▶ **Text**:

————

Institute for War and Peace Reporting | Giving Voice, Driving Change
Central Asia's Poorest States in Crisis
Through last summer and autumn, both countries experienced sharp rises in the prices of basic foods and services, beginning with bread and flour and extending to other products.
While the local populations were struggling to absorb this hammer blow, the two states faced a new shock when their neighbours sharply raised the price of natural gas. (See Uzbek Gas Hike Leaves Neighbours In The Cold, RCA No. 526, 11-Jan-08.)
Tajikistan has been hit hardest by the simultaneous rise in food and energy costs. Now plunged into crisis, it has appealed to the international community for aid.
Neighbouring Kyrgyzstan is only slightly better off, and is also increasingly concerned about whether it will have enough food to feed its population this spring. (See Cold Snap Wreaks Havoc on Central Asian Power, RCA No. 529, 31-Jan-08.)
In contrast to Kazakstan, Turkmenistan and Uzbekistan, all of which are blessed with reserves of oil or gas, the two mountainous Central Asian states have only hydroelectric power as an energy resource. But neither has been able to exploit anything like the full capacity of its electricity industry, and they remain dependent on gas imports from Uzbekistan, with Tajikistan also reliant on electricity from the same country over the winter months.

————

▶ **Data lines**:

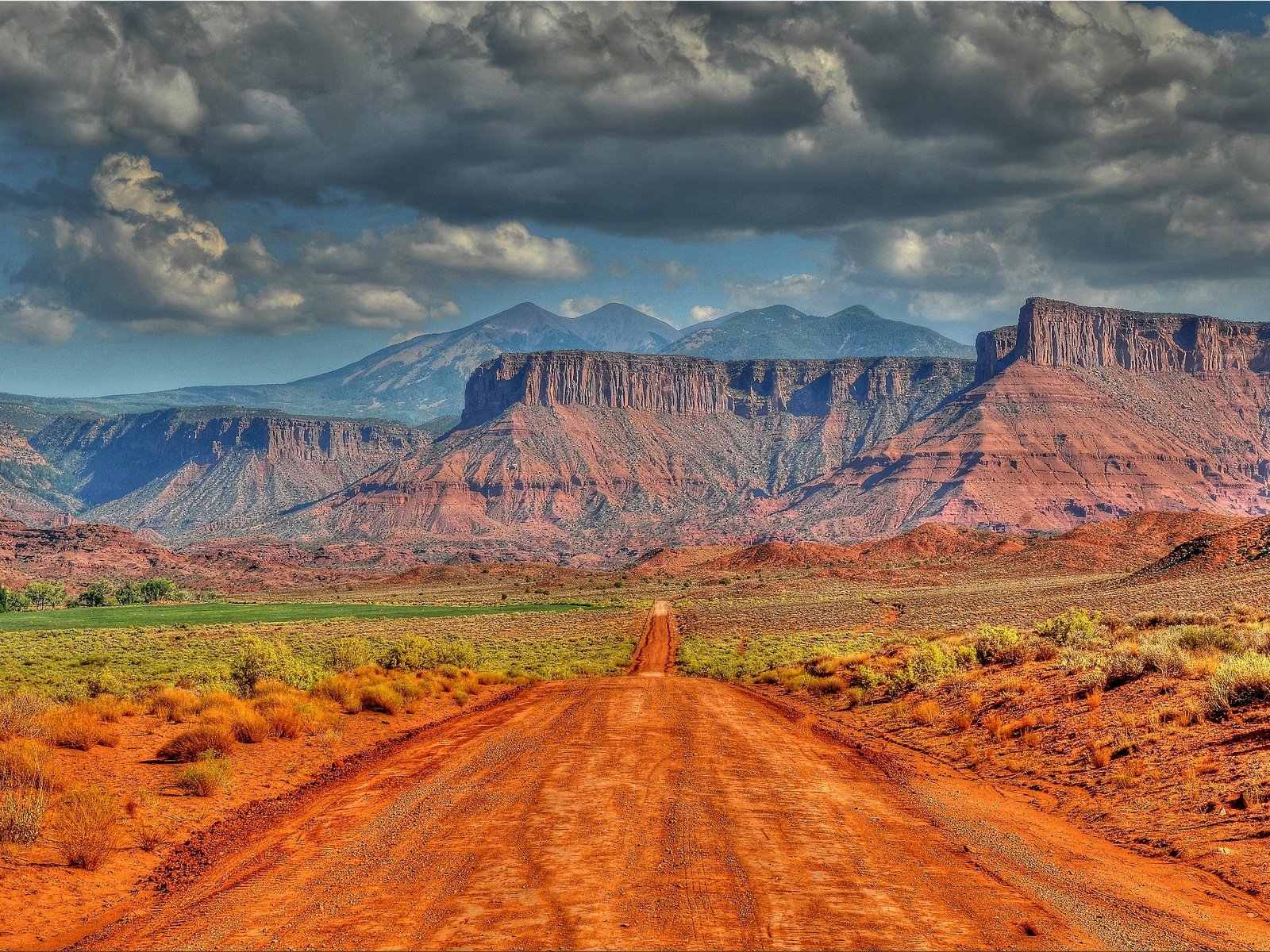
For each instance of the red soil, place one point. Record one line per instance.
(666, 812)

————

▶ **What you will do**:
1 – In the text on Central Asia's poorest states, which country was hit hardest by the simultaneous rise in food and energy costs?
2 – Write out word for word the part of the text on Central Asia's poorest states that starts with "In contrast to" and goes on through "the winter months.".

▶ **Answers in order**:
1 – Tajikistan

2 –
In contrast to Kazakstan, Turkmenistan and Uzbekistan, all of which are blessed with reserves of oil or gas, the two mountainous Central Asian states have only hydroelectric power as an energy resource. But neither has been able to exploit anything like the full capacity of its electricity industry, and they remain dependent on gas imports from Uzbekistan, with Tajikistan also reliant on electricity from the same country over the winter months.